** start of Extracted entries **
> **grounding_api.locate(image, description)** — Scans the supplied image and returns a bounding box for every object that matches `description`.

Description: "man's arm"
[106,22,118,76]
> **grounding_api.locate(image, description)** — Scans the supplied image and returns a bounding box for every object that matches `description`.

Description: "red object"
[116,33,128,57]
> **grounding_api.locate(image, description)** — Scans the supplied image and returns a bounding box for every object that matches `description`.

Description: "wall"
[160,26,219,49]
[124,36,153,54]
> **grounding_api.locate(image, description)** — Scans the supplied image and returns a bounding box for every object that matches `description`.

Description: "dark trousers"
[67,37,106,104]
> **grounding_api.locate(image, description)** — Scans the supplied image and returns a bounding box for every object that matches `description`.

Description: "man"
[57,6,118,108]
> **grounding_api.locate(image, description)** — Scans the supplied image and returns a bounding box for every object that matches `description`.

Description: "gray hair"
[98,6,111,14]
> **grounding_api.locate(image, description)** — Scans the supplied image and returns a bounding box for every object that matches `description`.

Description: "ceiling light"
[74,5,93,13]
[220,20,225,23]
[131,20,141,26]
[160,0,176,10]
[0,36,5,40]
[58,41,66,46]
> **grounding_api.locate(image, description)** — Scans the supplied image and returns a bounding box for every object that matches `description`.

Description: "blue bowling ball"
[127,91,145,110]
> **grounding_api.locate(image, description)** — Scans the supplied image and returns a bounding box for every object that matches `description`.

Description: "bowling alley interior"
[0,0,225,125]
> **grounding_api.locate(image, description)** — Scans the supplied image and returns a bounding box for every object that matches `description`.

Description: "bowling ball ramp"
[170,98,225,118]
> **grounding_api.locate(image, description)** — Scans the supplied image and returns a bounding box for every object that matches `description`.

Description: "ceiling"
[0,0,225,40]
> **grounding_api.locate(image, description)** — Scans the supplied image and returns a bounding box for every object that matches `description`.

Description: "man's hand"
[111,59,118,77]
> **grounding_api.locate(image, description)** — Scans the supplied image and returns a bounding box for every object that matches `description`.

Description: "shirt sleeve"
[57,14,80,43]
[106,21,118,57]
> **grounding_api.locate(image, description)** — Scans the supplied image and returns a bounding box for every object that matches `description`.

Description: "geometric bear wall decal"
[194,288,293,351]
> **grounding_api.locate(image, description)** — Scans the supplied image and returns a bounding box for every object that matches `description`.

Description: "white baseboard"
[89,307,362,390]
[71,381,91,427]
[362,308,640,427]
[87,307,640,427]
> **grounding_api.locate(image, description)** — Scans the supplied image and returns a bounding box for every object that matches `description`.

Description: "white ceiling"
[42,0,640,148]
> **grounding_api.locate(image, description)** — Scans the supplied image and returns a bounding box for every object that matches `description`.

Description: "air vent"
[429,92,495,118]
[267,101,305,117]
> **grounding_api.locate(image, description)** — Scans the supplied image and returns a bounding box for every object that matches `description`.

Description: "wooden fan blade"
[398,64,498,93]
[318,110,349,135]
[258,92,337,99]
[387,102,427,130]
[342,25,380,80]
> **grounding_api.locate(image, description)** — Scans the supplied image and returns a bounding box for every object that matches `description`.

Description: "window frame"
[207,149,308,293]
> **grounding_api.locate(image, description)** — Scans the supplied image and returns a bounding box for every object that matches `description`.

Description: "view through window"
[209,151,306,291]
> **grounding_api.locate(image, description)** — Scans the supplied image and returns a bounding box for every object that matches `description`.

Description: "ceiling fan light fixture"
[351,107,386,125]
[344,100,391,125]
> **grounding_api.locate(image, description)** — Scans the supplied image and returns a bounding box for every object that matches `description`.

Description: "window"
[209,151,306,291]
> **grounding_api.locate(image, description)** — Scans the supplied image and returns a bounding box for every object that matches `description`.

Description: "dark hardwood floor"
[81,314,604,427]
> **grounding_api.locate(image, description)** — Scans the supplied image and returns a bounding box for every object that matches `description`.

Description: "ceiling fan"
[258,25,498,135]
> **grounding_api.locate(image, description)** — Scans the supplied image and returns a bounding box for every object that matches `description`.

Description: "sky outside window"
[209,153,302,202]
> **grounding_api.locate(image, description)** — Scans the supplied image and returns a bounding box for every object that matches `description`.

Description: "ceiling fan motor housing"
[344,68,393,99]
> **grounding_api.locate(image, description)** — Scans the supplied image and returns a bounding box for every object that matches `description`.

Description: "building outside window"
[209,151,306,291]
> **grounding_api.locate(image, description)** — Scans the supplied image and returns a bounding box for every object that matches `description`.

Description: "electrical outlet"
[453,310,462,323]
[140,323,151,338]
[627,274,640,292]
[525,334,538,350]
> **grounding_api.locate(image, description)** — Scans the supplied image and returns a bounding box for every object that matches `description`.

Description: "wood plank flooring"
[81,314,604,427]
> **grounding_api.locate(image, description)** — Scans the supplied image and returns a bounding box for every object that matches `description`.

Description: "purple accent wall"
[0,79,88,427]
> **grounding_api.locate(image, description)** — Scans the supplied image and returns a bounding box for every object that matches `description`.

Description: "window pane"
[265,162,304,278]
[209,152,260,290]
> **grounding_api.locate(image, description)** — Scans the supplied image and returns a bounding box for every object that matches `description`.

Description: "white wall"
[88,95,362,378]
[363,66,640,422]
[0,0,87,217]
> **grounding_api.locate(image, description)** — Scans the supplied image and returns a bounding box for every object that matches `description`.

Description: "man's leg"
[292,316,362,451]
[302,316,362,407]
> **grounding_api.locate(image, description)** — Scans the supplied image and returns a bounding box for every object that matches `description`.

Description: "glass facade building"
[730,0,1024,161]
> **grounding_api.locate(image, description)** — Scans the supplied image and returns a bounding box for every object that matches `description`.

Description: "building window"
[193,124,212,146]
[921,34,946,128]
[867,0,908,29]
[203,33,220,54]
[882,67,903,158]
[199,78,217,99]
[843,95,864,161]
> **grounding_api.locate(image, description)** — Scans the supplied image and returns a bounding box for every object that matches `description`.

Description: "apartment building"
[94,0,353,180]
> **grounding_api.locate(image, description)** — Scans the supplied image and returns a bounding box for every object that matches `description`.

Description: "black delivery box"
** end of Extracted entries **
Return each line of the data above verbatim, in the same order, from first to last.

◆ **The solution**
> **grounding_api.locate(image, description)** — Scans the supplied image and returns a bounding box for every object that matches `description`.

Description: "man's arm"
[106,22,118,76]
> **grounding_api.locate(image, description)** — Scans the supplied image and returns a bounding box for every object that matches `description`.

Description: "red object"
[116,33,128,57]
> **grounding_api.locate(image, description)** — Scans the supplied image and returns a bounding box for every object that matches `description`.

Description: "wall"
[160,26,219,49]
[124,36,153,54]
> **grounding_api.locate(image, description)** — Scans the supplied image and returns a bounding box for every object that matches `description`.

Description: "dark trousers"
[67,37,106,104]
> **grounding_api.locate(image, description)** — Scans the supplied image and returns a bounding box for every object that matches `description`.

Description: "man"
[57,6,118,108]
> **grounding_api.locate(image, description)** — Scans the supplied image and returns a bounding box for every object that matches `description`.

Description: "gray hair"
[98,6,111,14]
> **grounding_api.locate(image, description)** — Scans the supplied image and returns a bounding box for every object that matches `description`.

Description: "ceiling light"
[74,5,93,13]
[220,20,225,23]
[131,20,141,26]
[160,0,176,10]
[0,36,5,40]
[58,41,66,46]
> **grounding_api.locate(image, description)** — Scans the supplied image and returns a bounding box for every object that matches `description`.

Description: "blue bowling ball"
[127,91,145,110]
> **grounding_api.locate(image, description)** — Scans the supplied image and returns a bounding box for every object that matches `description`.

Description: "bowling alley interior"
[0,0,225,125]
> **grounding_api.locate(image, description)** — Scans the supplied image and returns a bounding box for every object that matches `description`.

Description: "bowling ball ramp"
[170,98,225,118]
> **grounding_api.locate(image, description)** — Scans the supplied image and returns a bounding box for every object that matches `description`.

Description: "ceiling"
[0,0,225,40]
> **grounding_api.locate(image, description)** — Scans the supplied image and returns a bounding box for every object that matches `description`.

Description: "man's hand"
[111,59,118,77]
> **grounding_api.locate(image, description)** — Scans the supplied image and returns a bounding box for every object that matches `description`.

Description: "shirt sleeve"
[57,14,80,43]
[106,21,118,57]
> **grounding_api.locate(image, description)** — Scans the supplied image and returns a bounding box for every object that matches `description`.

Description: "geometric bear wall decal"
[194,288,293,351]
> **grounding_api.locate(image, description)** — Scans the supplied image and returns a bounding box for every object that matches `description`.

Description: "white baseboard"
[89,307,362,390]
[71,381,91,427]
[362,308,640,427]
[87,307,640,427]
> **grounding_api.locate(image, description)** — Scans the supplied image and returns a bounding box for every object that matches `description`.

Description: "white ceiling"
[42,0,640,148]
> **grounding_api.locate(image, description)** — Scans the supplied image and returns a bounding box for every object that matches `description`.

Description: "air vent"
[429,92,495,118]
[267,101,305,117]
> **grounding_api.locate(image, description)** — Scans the supplied image and returns a bounding box for every object that matches `description`.

Description: "wooden fan blade"
[398,64,498,93]
[318,110,349,135]
[258,92,337,99]
[387,102,427,130]
[342,25,380,80]
> **grounding_api.locate(image, description)** — Scans the supplied image and returns a bounding box for every object that matches `description`.

Description: "window frame"
[207,149,308,293]
> **grounding_api.locate(image, description)** — Scans the supplied image and returns a bounding box for every object that matches `description`.

Description: "view through window"
[209,151,306,291]
> **grounding_api.locate(image, description)** — Scans the supplied image and returns a bounding box for every object that matches `description`.

Description: "ceiling fan light fixture"
[351,107,386,125]
[344,100,391,125]
> **grounding_api.locate(image, description)** — Scans the supplied image and returns a bounding box for every object that matches `description`.

Description: "window"
[209,151,306,291]
> **grounding_api.locate(image, description)** — Scans the supplied image and returns a bounding box for every object that matches `description`.

Description: "dark hardwood floor"
[81,314,604,427]
> **grounding_api.locate(image, description)** — Scans the supplied image and returns a bounding box for every object that matches `description`.

Description: "ceiling fan"
[258,25,498,135]
> **grounding_api.locate(image, description)** — Scans the supplied image and returns a bounding box for every object that matches `description`.

Description: "sky outside window"
[209,153,302,202]
> **grounding_api.locate(image, description)** — Scans the supplied image and returns a bounding box for every object that matches `description`.

Description: "ceiling fan motor housing"
[344,68,393,99]
> **grounding_api.locate(image, description)** — Scans the supplied image and returns a bounding box for every object that matches `description`.

Description: "building outside window"
[209,151,306,291]
> **grounding_api.locate(image, description)** — Scans the supplied image and returns a bounding box for every object that matches `description`.

Description: "electrical outlet"
[453,310,462,323]
[140,323,151,338]
[627,274,640,292]
[525,334,538,350]
> **grounding_api.locate(image, description)** — Scans the supplied image and returns a bounding box for every object that matches `description`.

Description: "wood plank flooring"
[81,314,604,427]
> **grounding_api.locate(image, description)** — Scans the supplied image and returns a bounding box for every object that matches `description`.

Description: "purple accent wall"
[0,79,88,427]
> **grounding_api.locate(image, description)** — Scans the supplied image and returns a bounding box for every object that matches `description`.

Description: "window pane"
[265,162,304,278]
[209,152,260,290]
> **grounding_api.locate(image, description)** — Scans the supplied image and returns a bounding box for every object that matches `description`.

Description: "white wall"
[88,95,362,378]
[363,66,640,422]
[0,0,87,217]
> **grounding_api.locate(image, description)** — Scans the supplied image and returns a bounding box for every object that matches `description`.

Description: "man's leg"
[292,316,362,451]
[302,316,362,407]
> **grounding_api.locate(image, description)** — Scans the supplied image and returns a bounding box for every object that matches `description`.

Description: "glass facade building"
[730,0,1024,161]
> **grounding_api.locate(image, description)** — Scans the supplied image and returns a bounding box for every object that matches `description`.

Description: "building window"
[193,124,212,146]
[921,34,946,128]
[867,0,908,29]
[203,33,220,54]
[882,67,903,158]
[199,78,217,99]
[843,95,864,161]
> **grounding_api.locate(image, description)** — Scans the supplied image and returns a bounding box for every object that matches `description`.

Description: "apartment building"
[94,0,353,180]
> **grounding_api.locate(image, description)** — Scans the supplied image and returns a bounding box for every object that matches `description`.

Description: "black delivery box"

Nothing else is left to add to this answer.